**RECORD LIST**
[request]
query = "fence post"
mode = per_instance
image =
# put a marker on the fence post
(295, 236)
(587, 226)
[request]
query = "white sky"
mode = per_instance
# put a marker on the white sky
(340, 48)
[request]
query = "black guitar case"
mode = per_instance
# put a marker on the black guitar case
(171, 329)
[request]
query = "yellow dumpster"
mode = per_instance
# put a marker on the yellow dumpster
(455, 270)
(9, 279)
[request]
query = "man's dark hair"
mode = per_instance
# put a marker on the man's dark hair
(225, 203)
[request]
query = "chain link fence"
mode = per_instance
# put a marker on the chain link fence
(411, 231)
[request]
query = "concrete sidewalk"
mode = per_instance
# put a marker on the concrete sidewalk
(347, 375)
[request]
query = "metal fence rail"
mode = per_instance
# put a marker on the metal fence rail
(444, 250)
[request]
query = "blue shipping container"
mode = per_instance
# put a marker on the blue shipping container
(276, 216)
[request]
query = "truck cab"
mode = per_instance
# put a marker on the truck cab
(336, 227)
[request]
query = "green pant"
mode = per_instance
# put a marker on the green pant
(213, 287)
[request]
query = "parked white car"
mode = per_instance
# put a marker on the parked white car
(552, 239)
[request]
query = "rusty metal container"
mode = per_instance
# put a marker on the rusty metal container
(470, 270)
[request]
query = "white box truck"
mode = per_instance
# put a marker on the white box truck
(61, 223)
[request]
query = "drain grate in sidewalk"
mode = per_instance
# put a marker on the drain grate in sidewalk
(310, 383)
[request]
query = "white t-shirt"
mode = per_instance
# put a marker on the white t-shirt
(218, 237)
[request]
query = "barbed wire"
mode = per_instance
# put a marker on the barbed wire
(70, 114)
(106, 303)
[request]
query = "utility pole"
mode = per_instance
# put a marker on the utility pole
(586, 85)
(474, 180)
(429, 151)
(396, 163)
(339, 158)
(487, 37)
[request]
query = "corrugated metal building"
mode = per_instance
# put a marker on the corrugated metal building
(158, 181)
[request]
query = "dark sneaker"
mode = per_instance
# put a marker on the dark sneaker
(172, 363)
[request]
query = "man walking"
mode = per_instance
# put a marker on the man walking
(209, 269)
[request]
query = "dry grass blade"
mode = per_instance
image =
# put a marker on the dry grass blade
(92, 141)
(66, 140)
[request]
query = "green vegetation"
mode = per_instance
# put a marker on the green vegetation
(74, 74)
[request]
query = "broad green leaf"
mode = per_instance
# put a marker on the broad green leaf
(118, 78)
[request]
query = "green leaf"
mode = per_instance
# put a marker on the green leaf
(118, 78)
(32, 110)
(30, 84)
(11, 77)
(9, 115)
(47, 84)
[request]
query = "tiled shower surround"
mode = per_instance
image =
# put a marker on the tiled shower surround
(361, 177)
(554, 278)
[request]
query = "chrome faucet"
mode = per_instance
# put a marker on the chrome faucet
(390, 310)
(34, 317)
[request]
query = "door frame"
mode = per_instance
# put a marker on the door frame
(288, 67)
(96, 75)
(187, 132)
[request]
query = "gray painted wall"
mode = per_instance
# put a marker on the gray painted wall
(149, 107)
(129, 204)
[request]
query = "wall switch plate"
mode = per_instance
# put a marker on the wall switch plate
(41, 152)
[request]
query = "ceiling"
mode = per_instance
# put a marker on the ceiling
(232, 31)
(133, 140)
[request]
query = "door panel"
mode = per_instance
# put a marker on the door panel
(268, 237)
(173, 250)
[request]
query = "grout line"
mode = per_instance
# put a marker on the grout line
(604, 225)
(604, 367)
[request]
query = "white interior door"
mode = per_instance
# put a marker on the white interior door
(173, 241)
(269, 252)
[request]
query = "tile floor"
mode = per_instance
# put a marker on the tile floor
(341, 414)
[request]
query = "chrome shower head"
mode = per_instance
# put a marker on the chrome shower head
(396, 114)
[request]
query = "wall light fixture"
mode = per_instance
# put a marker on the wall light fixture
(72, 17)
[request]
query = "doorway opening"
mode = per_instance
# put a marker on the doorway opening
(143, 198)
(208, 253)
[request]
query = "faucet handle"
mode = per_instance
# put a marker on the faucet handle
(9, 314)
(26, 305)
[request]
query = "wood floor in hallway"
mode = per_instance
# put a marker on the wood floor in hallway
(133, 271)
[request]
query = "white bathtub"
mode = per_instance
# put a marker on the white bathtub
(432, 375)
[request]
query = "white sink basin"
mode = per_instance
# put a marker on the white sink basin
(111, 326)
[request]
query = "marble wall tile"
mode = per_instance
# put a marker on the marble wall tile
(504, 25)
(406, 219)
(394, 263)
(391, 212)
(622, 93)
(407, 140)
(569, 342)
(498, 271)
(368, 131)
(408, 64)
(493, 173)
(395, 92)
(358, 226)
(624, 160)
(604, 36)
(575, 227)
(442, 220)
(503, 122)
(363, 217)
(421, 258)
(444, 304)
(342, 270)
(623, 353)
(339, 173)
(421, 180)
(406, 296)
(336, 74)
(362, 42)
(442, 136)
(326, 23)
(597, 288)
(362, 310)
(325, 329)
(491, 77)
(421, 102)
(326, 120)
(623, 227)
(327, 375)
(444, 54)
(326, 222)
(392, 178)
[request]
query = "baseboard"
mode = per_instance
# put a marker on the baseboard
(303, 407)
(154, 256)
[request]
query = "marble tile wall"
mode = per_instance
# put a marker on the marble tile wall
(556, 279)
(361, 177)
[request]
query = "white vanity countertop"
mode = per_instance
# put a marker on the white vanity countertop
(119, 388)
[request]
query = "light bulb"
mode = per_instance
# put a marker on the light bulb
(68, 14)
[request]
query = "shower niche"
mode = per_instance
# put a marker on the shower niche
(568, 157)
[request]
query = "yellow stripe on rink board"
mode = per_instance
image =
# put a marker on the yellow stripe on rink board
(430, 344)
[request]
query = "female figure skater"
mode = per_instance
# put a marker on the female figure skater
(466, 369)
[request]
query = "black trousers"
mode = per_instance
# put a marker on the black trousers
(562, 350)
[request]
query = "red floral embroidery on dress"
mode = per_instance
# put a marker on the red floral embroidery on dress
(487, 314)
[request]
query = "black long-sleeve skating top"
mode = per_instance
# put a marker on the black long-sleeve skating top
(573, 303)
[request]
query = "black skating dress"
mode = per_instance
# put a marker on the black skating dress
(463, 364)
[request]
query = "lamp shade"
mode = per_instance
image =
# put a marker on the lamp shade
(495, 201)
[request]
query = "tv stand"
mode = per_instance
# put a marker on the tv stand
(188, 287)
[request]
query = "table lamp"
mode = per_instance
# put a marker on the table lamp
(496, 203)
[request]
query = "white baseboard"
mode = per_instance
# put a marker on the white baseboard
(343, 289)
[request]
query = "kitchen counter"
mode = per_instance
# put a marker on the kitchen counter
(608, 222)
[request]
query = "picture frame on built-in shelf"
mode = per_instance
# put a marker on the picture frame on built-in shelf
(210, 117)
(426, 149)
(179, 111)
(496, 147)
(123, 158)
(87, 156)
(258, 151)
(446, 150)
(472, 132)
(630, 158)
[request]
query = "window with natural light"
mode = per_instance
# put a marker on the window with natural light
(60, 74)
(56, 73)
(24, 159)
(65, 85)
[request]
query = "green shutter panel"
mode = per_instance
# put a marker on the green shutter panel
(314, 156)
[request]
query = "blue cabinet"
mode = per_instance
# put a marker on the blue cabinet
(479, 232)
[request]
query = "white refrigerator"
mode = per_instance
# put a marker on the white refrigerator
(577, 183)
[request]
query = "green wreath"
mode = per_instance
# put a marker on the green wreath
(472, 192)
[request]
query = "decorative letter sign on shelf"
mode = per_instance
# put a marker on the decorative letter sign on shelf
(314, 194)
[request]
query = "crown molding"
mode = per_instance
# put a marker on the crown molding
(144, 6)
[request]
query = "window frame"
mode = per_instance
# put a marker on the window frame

**WORK INSTRUCTIONS**
Find every line in the records above that contains the string "window" and copy each such line. Case counts.

**COMPLETE OUTPUT**
query = "window with natural light"
# put a marker on the window with natural light
query = "window frame"
# put a marker on the window frame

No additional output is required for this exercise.